Do this - Please rewrite the records below from the line containing "Practice step: set one point on each instance of the green" through the end of the records, swapping "green scrub top" for "blue scrub top" and leaving everything else unchanged.

[Collection entries]
==========

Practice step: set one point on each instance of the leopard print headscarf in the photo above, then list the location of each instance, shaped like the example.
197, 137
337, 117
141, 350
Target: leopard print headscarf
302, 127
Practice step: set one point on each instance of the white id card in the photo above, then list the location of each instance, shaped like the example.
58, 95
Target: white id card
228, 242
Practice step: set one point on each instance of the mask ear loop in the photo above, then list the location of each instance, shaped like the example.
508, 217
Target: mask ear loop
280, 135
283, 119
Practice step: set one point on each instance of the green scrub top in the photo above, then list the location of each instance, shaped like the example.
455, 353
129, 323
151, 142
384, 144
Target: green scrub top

==========

Answer to this task -
Practice step: set one point on each instance of the blue scrub top in the photo above, then list the location of each instance, shaped like the example.
455, 353
129, 323
151, 142
384, 144
Target: blue scrub top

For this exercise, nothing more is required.